• TRY IT: I'd like the data beneath this line reproduced exactly, without any of its images.
====
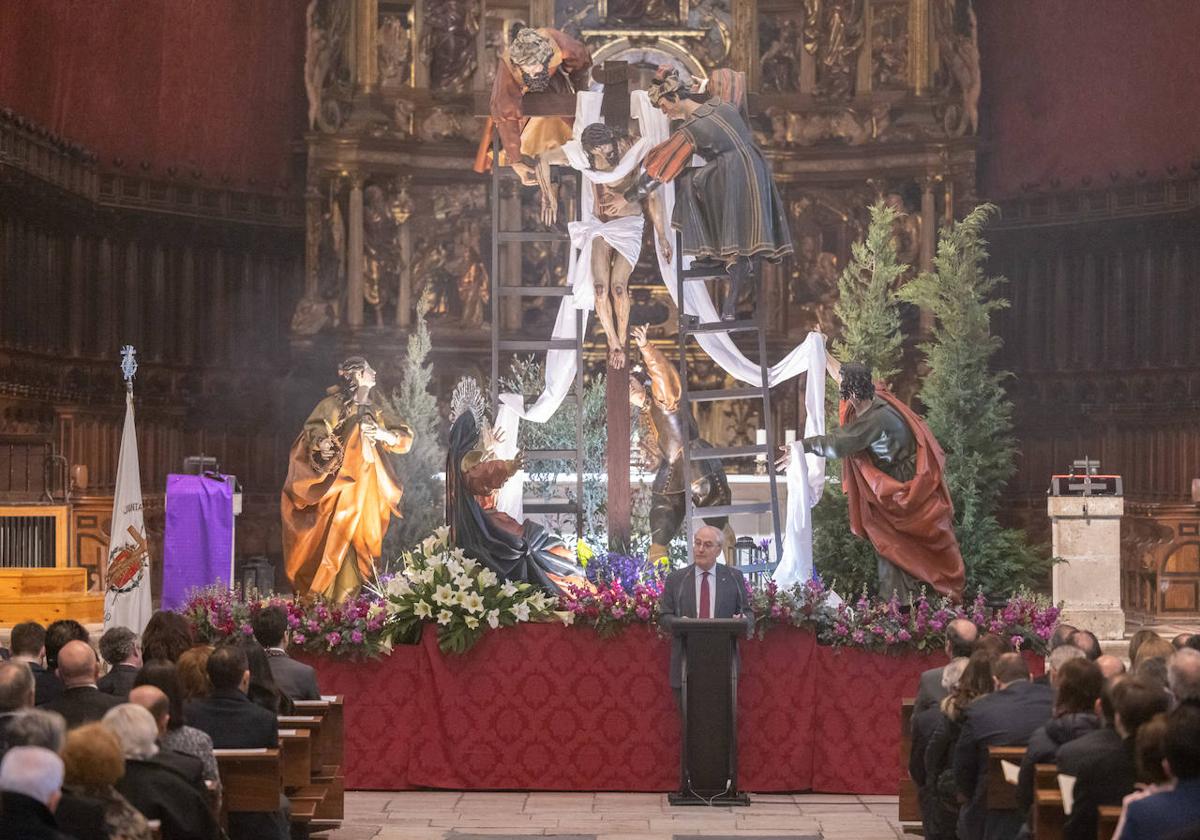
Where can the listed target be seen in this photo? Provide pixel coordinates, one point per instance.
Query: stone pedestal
(1087, 580)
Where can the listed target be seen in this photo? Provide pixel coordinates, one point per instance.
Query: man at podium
(703, 589)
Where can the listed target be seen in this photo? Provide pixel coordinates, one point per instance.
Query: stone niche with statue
(853, 101)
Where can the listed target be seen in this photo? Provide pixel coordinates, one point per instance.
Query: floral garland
(439, 583)
(441, 586)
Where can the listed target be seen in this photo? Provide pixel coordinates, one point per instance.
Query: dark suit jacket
(233, 721)
(929, 693)
(295, 679)
(1105, 771)
(83, 705)
(47, 685)
(161, 793)
(118, 682)
(1165, 814)
(1006, 718)
(679, 601)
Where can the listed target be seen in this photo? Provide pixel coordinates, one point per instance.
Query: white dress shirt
(712, 591)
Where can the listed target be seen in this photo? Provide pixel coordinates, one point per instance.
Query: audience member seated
(1138, 640)
(1077, 689)
(30, 789)
(94, 765)
(923, 727)
(234, 721)
(1005, 718)
(1103, 762)
(155, 701)
(1167, 813)
(299, 681)
(1183, 676)
(155, 790)
(167, 635)
(179, 736)
(16, 695)
(943, 798)
(81, 702)
(1110, 666)
(121, 648)
(1087, 642)
(193, 672)
(29, 646)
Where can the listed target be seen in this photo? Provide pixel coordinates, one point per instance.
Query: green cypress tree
(867, 307)
(417, 469)
(967, 409)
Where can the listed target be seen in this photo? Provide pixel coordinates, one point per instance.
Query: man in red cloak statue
(537, 60)
(893, 477)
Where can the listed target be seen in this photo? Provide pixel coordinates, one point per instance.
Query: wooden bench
(910, 801)
(1048, 816)
(1107, 825)
(1000, 796)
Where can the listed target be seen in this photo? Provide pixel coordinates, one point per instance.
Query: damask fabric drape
(810, 355)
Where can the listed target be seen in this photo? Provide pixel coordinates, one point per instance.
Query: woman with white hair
(30, 789)
(155, 790)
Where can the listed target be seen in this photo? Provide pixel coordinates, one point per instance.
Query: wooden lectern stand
(708, 743)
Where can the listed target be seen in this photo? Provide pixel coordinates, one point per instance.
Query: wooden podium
(708, 737)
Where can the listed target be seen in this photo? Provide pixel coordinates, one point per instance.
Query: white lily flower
(473, 603)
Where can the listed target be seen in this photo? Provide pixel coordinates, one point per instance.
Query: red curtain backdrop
(208, 84)
(1081, 88)
(545, 707)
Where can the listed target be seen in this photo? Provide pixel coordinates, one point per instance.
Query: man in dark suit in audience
(81, 701)
(960, 639)
(295, 679)
(235, 723)
(121, 648)
(1005, 718)
(1164, 815)
(29, 646)
(703, 589)
(1103, 762)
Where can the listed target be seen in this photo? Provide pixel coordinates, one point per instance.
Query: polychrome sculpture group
(341, 489)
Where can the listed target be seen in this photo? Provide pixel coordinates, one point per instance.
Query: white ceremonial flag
(127, 600)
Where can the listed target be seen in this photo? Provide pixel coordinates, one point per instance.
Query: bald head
(155, 701)
(77, 664)
(1110, 666)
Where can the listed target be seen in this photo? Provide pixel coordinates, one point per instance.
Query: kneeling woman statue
(522, 553)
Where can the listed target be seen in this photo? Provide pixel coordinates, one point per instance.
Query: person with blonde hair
(94, 763)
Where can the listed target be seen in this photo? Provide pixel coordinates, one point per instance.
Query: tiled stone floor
(611, 816)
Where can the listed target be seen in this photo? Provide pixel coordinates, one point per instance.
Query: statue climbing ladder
(689, 328)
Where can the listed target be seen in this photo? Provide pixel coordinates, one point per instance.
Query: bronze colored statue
(615, 243)
(341, 491)
(673, 426)
(729, 210)
(538, 60)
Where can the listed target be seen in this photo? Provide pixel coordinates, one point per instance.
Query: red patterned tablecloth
(553, 708)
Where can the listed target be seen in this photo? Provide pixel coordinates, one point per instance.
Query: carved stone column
(744, 48)
(354, 256)
(312, 239)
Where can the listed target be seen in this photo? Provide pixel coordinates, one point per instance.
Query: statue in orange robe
(341, 490)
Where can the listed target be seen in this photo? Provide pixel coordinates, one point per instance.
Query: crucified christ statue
(612, 240)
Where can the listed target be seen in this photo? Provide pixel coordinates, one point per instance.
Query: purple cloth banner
(198, 544)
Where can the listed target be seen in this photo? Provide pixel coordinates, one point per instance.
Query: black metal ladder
(690, 327)
(503, 345)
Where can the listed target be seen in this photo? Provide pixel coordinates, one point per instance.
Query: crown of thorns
(531, 47)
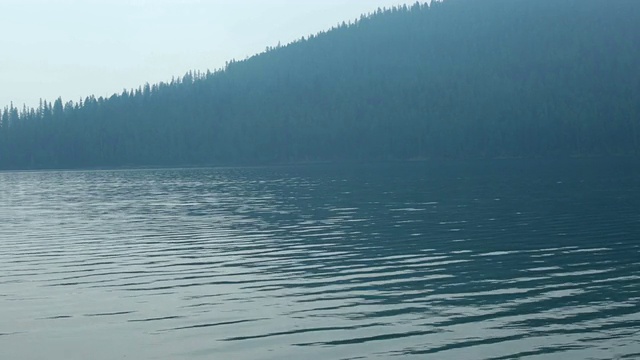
====
• WRITTEN ANSWER:
Where can the listed target be seen in this photo? Provide pixel coordinates, one point per instance.
Query: stone pedestal
(1087, 580)
Where can the listed target be seen in this photo? Provide pixel coordinates, one point per instance.
Query: man at podium
(703, 589)
Where can the listed target be seen in this photo? Provide pixel coordinates, one point per instance.
Query: stone niche with statue
(853, 101)
Where can the listed target be seen in this photo? Provide pixel coordinates, one point per instance.
Query: floral garland
(439, 583)
(441, 586)
Where can the listed target be seen in this photo? Provide pixel coordinates, one point per instance.
Query: dark suit jacket
(233, 721)
(929, 693)
(295, 679)
(1105, 771)
(83, 705)
(47, 685)
(161, 793)
(118, 682)
(1165, 814)
(1006, 718)
(679, 601)
Where can the listed target be seen in this photo? Provide pixel coordinates, one point per instance.
Query: white dress shirt
(712, 591)
Where can the listed target be seen in this photo? Provide pixel coordinates, one point per instance.
Query: audience member seated
(1138, 640)
(1077, 689)
(30, 789)
(94, 765)
(923, 727)
(234, 721)
(1005, 718)
(1103, 762)
(155, 701)
(1167, 813)
(299, 681)
(1183, 676)
(155, 790)
(167, 635)
(179, 736)
(16, 695)
(943, 798)
(81, 702)
(1110, 666)
(121, 648)
(1087, 642)
(193, 672)
(29, 646)
Where can the listed target be seen in this photo? Provide pixel coordinates, one point per instance.
Query: green cypress tree
(867, 307)
(417, 469)
(967, 409)
Where can the listed target be seen in this photo? Provide pixel coordinates, one point per instance.
Query: man in red cloak statue
(537, 60)
(893, 477)
Where can the listed target be seen in this photo? Provide pixel coordinates, one point per instance.
Query: wooden bench
(910, 801)
(1048, 816)
(1107, 825)
(1000, 796)
Where can the listed target be seen in this photo? Provide pixel coordinates, one point per instance.
Query: damask fabric drape
(810, 355)
Where can the listed target be seen in this photo? Provide pixel coordinates, one point per instance.
Query: woman with white hair
(30, 789)
(155, 790)
Where can the listed target be seen in this photo? Provide pixel coordinates, one point per instance.
Query: wooden lectern stand
(708, 743)
Where can the listed target be seen in this photo? Provide pixel coordinates, one point per instance.
Query: wooden podium
(708, 737)
Where can the listed target be seen in this photo? Provide pixel coordinates, one point per instance.
Query: white lily flower
(473, 603)
Where can the listed target be seen in this photo? Provide pixel coordinates, one point per instance.
Query: red curtain backdrop
(208, 84)
(1081, 88)
(545, 707)
Where can the listed target be seen in this photo? Provide pixel coordinates, one point per instance.
Query: man in dark suit in audience
(81, 701)
(960, 639)
(295, 679)
(235, 723)
(121, 648)
(1005, 718)
(1164, 815)
(29, 646)
(703, 589)
(1103, 762)
Where can the listed target be seen in this photo? Provide pixel coordinates, one point per instance.
Query: polychrome sculpture group
(341, 489)
Where can the listed target be seen in this photo? Provide pixel coordinates, one point per instance.
Query: white ceremonial flag
(127, 600)
Where can the listed target be seen in this photo? Provide pixel coordinates, one point per instance.
Query: bald head
(155, 701)
(77, 664)
(1110, 666)
Where can the listed target be seen in this photo? Provide pixel coordinates, one point per instance.
Query: kneeling woman statue
(522, 553)
Where can the listed target be seen in this photo? Provide pixel coordinates, one point per instance.
Query: person with blonde hair
(94, 763)
Where can the listed target be seen in this photo? Provide pixel coordinates, one point per instance.
Query: tiled stone floor
(611, 816)
Where can the listed target be seen in this photo? Provide pixel coordinates, one point per instance.
Query: statue climbing ladder
(689, 328)
Where can the listed target be seen in this photo? Provide pixel coordinates, one point per instance.
Query: bronze colored statue
(615, 243)
(341, 491)
(673, 426)
(729, 210)
(538, 60)
Where can the listed target be seen in this photo? Provide pixel coordinates, one point per instance.
Query: red patterned tablecloth
(553, 708)
Where can the listed target be seen in this photo? Provide pixel coordinates, one point per instance.
Query: carved stone column
(744, 48)
(354, 256)
(312, 239)
Where can the listed target be seen in this photo? Provide pixel coordinates, one point per instance.
Query: statue in orange robe
(341, 490)
Where can the listed target be seen in this photo? Provide pixel coordinates, one point per instance.
Query: crucified christ statue
(612, 240)
Where can the listed target be seen in this photo? Provide pixel coordinates, one point per instance.
Query: purple cloth banner
(198, 544)
Where can the listed target be seen in this photo? Provide pixel coordinates, one point per instance.
Query: black metal ladder
(690, 327)
(503, 345)
Where can the listed target be seen in this photo? Provide pixel coordinates, one point per instance.
Query: crown of thorns
(531, 47)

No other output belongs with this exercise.